SUPPLIED DATA: Begin

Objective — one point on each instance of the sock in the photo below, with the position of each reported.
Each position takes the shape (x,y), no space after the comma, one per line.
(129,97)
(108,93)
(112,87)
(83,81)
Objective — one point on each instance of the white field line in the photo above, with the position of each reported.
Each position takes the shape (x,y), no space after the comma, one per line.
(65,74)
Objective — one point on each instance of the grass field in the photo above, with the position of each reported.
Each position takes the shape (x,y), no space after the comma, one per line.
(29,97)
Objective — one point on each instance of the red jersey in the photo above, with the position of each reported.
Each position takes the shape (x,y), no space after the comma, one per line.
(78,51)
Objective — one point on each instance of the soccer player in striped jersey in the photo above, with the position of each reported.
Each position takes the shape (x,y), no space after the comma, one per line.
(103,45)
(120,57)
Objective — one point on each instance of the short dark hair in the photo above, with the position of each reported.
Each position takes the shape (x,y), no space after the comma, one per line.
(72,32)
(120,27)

SUPPLIED DATA: End
SUPPLIED DATA: Begin

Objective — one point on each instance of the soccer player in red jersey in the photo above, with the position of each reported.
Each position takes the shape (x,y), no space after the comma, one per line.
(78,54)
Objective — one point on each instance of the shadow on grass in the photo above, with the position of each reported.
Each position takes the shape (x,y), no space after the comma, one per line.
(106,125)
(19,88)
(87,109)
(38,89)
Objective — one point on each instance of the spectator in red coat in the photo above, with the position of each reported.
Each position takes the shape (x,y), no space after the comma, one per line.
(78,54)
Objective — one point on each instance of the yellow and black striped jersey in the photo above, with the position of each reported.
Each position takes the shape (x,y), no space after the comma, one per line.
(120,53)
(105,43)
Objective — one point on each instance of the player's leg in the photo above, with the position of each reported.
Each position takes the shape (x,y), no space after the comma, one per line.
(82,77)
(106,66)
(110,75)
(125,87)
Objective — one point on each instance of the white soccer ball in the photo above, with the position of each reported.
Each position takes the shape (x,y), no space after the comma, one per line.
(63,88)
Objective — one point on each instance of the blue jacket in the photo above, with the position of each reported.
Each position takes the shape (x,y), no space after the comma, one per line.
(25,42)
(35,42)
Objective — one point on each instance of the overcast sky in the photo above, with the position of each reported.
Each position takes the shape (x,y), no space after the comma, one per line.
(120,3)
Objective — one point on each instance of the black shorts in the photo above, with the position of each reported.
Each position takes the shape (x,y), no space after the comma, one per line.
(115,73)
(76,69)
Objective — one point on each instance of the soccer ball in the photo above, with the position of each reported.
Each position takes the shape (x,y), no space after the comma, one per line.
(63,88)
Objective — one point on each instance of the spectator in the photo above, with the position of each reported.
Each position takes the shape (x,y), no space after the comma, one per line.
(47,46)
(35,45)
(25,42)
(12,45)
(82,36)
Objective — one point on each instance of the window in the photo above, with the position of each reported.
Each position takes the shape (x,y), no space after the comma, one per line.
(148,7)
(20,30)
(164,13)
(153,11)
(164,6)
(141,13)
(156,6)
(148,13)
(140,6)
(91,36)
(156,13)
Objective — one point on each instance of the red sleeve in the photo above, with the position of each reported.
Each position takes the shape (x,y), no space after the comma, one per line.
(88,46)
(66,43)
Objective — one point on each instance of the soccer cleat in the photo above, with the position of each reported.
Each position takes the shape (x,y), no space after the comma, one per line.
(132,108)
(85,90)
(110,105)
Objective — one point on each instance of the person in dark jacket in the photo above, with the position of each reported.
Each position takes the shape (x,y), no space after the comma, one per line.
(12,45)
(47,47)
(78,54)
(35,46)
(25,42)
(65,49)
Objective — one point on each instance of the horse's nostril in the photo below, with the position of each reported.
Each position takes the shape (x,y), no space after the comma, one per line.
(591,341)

SUPPLIED DATA: End

* [WORK ITEM]
Copy each line of the data above that holds "dark".

* [ANSWER BOX]
Objective — one point on each instance of the short dark hair in the photo above, with the position of each reported.
Objective — one point on each instance of the person in dark jacket in the photo above, with the position of each reported.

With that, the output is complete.